## What this task involves
Print the range of lines that opens with the line containing "the radiator, one" and closes with the last line of the listing. Include both ends; print nothing more.

##### Dataset entries #####

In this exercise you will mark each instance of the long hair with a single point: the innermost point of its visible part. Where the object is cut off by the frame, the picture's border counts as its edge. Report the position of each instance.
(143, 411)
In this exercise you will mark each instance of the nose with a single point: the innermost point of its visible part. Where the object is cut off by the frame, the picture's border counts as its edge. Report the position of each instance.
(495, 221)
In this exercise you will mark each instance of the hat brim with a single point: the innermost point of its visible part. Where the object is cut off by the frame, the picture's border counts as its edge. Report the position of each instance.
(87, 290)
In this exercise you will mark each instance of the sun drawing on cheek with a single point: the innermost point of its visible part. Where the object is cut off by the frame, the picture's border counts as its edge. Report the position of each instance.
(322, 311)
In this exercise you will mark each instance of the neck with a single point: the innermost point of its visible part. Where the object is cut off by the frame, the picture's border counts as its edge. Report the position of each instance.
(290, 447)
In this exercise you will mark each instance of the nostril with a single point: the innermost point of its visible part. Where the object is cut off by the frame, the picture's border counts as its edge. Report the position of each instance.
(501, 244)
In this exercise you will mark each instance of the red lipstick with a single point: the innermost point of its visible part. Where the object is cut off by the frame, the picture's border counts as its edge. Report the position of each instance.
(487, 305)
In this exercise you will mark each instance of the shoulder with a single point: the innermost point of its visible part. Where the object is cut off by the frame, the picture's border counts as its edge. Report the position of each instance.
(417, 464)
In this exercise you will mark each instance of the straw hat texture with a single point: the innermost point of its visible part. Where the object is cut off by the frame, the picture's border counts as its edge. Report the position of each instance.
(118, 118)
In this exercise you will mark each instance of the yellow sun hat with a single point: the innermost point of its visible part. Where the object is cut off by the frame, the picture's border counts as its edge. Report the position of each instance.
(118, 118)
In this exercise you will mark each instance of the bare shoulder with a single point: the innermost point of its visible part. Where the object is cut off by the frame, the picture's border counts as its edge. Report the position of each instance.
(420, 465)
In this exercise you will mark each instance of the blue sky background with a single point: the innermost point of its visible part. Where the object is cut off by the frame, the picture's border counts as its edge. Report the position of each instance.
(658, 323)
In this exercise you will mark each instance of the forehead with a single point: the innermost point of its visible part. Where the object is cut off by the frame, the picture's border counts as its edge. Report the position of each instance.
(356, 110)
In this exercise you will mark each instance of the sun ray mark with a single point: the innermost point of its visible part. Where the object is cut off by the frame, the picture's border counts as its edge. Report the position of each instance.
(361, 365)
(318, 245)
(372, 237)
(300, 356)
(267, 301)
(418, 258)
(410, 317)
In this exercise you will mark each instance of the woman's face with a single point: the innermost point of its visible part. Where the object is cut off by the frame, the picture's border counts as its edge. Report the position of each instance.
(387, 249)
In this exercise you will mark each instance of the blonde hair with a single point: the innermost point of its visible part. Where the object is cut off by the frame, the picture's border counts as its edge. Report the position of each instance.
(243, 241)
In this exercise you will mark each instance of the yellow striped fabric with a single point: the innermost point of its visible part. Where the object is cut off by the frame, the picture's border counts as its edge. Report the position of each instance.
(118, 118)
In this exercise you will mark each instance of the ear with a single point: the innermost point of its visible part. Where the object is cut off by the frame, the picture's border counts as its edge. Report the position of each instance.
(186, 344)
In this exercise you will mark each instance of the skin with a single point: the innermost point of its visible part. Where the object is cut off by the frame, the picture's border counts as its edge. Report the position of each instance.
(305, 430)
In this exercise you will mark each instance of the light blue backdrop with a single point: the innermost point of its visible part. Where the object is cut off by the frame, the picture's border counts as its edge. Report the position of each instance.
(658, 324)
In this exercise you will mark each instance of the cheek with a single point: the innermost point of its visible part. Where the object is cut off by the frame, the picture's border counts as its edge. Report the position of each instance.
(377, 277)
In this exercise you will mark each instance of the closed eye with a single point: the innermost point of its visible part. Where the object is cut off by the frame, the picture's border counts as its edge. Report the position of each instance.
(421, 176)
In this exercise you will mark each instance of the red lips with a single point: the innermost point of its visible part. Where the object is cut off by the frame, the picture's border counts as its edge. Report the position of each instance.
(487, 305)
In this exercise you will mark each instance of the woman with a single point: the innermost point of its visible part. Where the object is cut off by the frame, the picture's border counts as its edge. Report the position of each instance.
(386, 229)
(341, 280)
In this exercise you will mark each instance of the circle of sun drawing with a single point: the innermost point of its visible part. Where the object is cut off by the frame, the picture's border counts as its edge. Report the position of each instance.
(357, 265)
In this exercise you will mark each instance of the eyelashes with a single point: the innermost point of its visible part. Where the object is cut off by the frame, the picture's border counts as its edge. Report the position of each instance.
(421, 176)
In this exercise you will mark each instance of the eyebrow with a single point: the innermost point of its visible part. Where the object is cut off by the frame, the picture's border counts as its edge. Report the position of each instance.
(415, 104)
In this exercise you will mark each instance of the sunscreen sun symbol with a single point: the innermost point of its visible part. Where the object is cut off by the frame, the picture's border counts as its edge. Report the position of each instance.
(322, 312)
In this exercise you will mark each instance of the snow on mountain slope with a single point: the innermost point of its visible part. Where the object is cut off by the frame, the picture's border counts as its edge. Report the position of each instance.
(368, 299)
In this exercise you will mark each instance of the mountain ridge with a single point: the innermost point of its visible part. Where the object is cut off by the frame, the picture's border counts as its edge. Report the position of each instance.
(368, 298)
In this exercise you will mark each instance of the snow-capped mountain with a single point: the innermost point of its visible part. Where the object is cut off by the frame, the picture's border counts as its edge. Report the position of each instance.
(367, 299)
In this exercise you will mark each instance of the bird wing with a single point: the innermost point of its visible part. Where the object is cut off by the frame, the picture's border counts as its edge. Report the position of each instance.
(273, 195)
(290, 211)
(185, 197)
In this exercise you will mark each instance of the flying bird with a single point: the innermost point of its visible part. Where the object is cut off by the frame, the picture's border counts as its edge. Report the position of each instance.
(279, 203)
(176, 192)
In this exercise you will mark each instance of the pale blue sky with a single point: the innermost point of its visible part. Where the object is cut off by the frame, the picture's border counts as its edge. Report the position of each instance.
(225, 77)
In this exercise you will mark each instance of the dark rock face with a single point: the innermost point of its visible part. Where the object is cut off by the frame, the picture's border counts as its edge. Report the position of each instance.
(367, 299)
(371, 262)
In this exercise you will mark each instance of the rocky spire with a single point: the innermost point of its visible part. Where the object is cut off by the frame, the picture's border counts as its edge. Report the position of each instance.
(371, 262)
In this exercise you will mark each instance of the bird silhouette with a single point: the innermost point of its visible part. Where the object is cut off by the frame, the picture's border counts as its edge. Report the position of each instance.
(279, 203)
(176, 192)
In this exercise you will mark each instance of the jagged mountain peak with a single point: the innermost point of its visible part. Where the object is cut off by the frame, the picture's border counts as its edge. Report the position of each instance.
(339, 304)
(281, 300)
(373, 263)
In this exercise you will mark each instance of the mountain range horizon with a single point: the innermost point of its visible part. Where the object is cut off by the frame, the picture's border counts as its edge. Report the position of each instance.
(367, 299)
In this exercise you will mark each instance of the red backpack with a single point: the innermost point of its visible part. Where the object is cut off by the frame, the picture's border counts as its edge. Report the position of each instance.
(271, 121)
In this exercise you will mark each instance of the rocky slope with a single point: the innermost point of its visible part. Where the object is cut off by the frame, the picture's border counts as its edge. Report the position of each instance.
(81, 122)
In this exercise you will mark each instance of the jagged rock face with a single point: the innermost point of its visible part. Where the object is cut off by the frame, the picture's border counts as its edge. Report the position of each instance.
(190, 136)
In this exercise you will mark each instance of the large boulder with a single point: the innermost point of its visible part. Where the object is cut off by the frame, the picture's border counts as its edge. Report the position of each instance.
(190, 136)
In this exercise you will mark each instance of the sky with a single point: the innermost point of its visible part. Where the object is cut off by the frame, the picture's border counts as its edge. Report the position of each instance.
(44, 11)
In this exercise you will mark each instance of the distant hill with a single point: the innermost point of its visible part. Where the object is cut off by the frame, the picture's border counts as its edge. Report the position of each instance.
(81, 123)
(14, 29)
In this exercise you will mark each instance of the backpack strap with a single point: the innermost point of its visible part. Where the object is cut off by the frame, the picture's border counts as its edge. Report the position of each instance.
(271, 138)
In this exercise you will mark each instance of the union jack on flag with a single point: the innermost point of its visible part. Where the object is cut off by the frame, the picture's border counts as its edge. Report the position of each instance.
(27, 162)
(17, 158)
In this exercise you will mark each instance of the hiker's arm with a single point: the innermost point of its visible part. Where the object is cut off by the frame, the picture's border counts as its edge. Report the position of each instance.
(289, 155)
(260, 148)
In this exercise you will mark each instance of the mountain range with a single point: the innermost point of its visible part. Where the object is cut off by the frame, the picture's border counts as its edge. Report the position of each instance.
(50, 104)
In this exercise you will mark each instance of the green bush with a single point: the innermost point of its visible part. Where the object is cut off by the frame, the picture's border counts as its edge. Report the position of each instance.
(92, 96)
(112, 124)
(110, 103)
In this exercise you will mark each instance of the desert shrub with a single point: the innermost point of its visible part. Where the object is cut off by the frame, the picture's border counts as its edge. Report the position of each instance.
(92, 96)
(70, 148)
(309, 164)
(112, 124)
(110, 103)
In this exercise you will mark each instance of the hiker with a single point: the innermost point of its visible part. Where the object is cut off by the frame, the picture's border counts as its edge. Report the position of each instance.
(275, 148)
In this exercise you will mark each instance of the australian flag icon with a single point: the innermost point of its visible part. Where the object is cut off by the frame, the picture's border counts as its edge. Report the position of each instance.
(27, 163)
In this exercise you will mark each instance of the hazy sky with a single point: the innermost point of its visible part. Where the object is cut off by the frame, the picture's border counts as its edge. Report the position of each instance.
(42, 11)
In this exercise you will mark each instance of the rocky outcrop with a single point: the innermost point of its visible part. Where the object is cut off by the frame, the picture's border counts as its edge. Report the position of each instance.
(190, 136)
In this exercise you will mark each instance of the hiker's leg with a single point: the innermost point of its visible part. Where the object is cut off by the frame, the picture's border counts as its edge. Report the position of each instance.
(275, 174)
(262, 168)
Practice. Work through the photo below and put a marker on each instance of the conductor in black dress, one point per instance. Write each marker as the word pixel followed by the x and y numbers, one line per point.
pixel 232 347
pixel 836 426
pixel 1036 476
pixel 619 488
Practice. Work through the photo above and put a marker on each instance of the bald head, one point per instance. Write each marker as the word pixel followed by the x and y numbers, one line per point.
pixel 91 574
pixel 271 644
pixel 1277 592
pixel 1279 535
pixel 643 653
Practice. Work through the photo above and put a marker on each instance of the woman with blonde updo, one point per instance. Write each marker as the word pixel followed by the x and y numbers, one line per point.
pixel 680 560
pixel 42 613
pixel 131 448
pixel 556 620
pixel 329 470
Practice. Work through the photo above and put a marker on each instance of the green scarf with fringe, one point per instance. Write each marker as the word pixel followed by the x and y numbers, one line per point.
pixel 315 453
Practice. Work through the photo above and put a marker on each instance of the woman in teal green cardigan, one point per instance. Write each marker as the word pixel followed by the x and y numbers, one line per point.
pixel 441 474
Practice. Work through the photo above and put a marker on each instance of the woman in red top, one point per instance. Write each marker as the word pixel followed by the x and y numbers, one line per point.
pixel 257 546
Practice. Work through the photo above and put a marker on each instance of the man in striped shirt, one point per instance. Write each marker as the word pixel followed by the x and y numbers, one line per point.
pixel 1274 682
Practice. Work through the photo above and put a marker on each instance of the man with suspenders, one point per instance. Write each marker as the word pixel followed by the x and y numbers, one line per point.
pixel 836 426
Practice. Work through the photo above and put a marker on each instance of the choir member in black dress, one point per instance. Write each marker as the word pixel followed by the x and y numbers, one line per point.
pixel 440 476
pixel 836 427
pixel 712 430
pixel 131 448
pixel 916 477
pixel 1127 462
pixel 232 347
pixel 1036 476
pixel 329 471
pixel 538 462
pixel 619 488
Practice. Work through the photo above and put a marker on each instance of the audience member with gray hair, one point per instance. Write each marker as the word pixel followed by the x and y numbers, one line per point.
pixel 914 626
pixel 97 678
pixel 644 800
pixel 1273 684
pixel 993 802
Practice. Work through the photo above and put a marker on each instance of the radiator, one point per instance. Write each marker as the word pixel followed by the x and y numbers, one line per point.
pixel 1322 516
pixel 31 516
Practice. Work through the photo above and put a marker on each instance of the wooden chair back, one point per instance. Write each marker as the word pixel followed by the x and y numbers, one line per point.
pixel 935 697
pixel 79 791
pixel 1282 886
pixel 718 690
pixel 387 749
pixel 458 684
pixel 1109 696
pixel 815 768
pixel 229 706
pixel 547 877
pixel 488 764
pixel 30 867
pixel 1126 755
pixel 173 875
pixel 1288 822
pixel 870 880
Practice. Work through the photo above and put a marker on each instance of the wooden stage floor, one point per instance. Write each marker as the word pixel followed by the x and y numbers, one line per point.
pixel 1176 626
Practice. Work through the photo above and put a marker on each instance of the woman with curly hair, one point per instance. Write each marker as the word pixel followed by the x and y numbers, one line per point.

#####

## Task answer
Practice. Work through the photo above and put a marker on each instance of the radiator, one point per instance. Write each marker as the word pixel followed by the x and y numbers, one line per point.
pixel 1322 516
pixel 31 516
Practice. Work through the photo above and put a marker on each instance of the wooden chair back, one point per instance. Write each marker as the word pixel followed by the x and y numbers, one line per point.
pixel 935 697
pixel 79 791
pixel 1282 886
pixel 718 690
pixel 387 749
pixel 458 684
pixel 1109 696
pixel 815 768
pixel 229 706
pixel 547 877
pixel 488 764
pixel 30 867
pixel 1126 755
pixel 173 875
pixel 1288 822
pixel 870 880
Practice. Work through the photo above and put a marker on each instance of the wooden stage floor, one point per instance. Write each marker as the word pixel followed by the x and y numbers, one line per point.
pixel 1176 626
Practice. Work through the photo above and put a marker on each instance of the woman with curly hair, one point per instance. Write each marker as the word pixel followed by the x and y numbers, one line per point.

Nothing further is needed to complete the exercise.